Items from a data source:
-*-
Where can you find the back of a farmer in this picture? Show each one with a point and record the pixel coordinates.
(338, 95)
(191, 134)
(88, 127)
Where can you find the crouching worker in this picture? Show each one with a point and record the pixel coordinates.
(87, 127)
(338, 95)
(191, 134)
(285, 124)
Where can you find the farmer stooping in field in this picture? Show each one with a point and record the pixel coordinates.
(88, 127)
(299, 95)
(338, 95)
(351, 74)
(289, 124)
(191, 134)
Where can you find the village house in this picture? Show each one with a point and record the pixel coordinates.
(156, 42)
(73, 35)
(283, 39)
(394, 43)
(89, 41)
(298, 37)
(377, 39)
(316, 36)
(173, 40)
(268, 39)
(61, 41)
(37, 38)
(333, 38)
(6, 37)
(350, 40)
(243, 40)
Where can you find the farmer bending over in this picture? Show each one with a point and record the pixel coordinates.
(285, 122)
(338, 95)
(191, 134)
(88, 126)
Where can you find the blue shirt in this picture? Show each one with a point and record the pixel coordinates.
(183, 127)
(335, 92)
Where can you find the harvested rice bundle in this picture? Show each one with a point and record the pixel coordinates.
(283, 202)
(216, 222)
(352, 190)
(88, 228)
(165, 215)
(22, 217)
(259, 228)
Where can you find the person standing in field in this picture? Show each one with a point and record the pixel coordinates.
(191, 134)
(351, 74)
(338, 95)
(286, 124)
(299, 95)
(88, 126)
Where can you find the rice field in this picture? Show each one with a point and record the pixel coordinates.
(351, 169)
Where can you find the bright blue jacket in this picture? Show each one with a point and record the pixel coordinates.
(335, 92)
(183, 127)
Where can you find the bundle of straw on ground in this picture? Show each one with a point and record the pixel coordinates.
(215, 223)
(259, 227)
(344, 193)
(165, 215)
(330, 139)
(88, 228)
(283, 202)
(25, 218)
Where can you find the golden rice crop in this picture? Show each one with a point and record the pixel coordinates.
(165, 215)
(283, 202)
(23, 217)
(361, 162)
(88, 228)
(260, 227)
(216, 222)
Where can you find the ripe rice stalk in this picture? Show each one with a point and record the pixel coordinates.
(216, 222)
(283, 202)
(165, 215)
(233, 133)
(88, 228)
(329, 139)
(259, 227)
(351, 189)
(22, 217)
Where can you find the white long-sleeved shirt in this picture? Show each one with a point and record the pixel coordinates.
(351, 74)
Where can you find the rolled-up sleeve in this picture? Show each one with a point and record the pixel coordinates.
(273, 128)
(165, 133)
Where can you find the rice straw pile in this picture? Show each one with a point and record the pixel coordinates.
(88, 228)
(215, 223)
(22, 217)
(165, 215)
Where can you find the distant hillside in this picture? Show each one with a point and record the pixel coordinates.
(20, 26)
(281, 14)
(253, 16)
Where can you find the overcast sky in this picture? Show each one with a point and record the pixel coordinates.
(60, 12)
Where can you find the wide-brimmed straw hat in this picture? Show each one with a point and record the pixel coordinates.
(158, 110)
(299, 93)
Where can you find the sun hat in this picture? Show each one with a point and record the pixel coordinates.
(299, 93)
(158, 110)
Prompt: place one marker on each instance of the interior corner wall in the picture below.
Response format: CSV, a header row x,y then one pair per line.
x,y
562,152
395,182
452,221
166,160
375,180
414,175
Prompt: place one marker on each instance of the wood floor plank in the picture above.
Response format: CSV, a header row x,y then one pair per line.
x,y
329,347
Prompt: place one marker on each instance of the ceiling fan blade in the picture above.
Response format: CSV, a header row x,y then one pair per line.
-*-
◆ Assignment ◆
Could you reproduce all the records exactly?

◆ Exercise output ◆
Where can you find the back of a farmer in this picture? Show each one with a point and record the pixel coordinates.
(338, 95)
(191, 134)
(88, 127)
Where can you find the crouching worker in this picture? Show each one with a point and record the pixel coordinates.
(87, 127)
(338, 95)
(191, 134)
(285, 124)
Where can you find the farmer stooping in field in this picture? Show each one with a point and record the pixel coordinates.
(88, 127)
(299, 95)
(338, 95)
(351, 74)
(289, 124)
(191, 134)
Where can you find the village house in this picture? Show each one with a point and record the pixel coordinates.
(156, 42)
(73, 35)
(283, 39)
(394, 43)
(89, 41)
(298, 37)
(377, 39)
(316, 36)
(173, 40)
(268, 39)
(61, 41)
(37, 38)
(333, 38)
(6, 37)
(350, 40)
(243, 40)
Where can you find the farmer bending over in this picture? Show each one with a point and record the pixel coordinates.
(285, 122)
(338, 95)
(191, 134)
(88, 126)
Where can you find the blue shirt in this picture? Show each one with a point and record the pixel coordinates.
(183, 127)
(335, 92)
Where can you find the harvested rice bundle in this picture? Show each one with a point and record the pixel coordinates.
(283, 202)
(216, 222)
(352, 190)
(88, 228)
(165, 215)
(22, 217)
(259, 228)
Where can you find the person standing in field in this picture? Show each one with a point and record the pixel coordinates.
(191, 134)
(351, 74)
(338, 95)
(286, 124)
(299, 95)
(88, 126)
Where can you find the rice field in this picture? Show each one with a point and record the pixel coordinates.
(351, 169)
Where can you find the bright blue jacket in this picture? Show each one with a point and record the pixel coordinates.
(335, 92)
(183, 127)
Where can you find the bundle of straw on ground in this picture? Show each one with a point and record the pixel coordinates.
(215, 223)
(259, 227)
(344, 193)
(165, 215)
(330, 139)
(88, 228)
(283, 202)
(25, 218)
Where can you find the golden rice crop in this picture? Show each one with a point and record the pixel coordinates.
(165, 215)
(283, 202)
(23, 217)
(361, 162)
(88, 228)
(260, 227)
(216, 222)
Where can you find the ripe rice stalk in this picture? Show each one with a point and record the pixel coordinates.
(216, 222)
(283, 202)
(165, 215)
(233, 133)
(88, 228)
(329, 139)
(259, 227)
(351, 189)
(22, 217)
Where can you find the white long-sleeved shirt in this picture? Show each one with a point and record the pixel coordinates.
(351, 74)
Where can you find the rolled-up sleeve in this picture? Show each one with a point and record the pixel coordinates.
(273, 128)
(165, 133)
Where can you find the rice straw pile in this picture? Show each one with a point and record the pixel coordinates.
(88, 228)
(215, 223)
(22, 217)
(165, 215)
Where can you find the distant hillside in this picture? Show each one with a point and record the pixel coordinates.
(20, 26)
(281, 14)
(253, 16)
Where can you find the overcast sky in this picture? Show each one with a point and record the pixel coordinates.
(60, 12)
Where can you find the wide-brimmed straw hat in this picture? Show each one with a point and record the pixel coordinates.
(158, 110)
(299, 93)
Where can you find the sun hat in this picture? Show each one with a point and record the pixel coordinates.
(299, 93)
(158, 110)
Prompt: place one marker on each instance of the interior corner wall in the picture below.
Response format: CSV, a header row x,y then one pair per line.
x,y
562,152
395,182
452,221
166,160
375,180
414,175
Prompt: place one marker on each instance of the wood floor plank in the picture above.
Response format: CSV, a header row x,y then one pair per line.
x,y
329,347
Prompt: place one marker on each instance of the ceiling fan blade in the picture above.
Response format: CSV, a header row x,y then one pair per line.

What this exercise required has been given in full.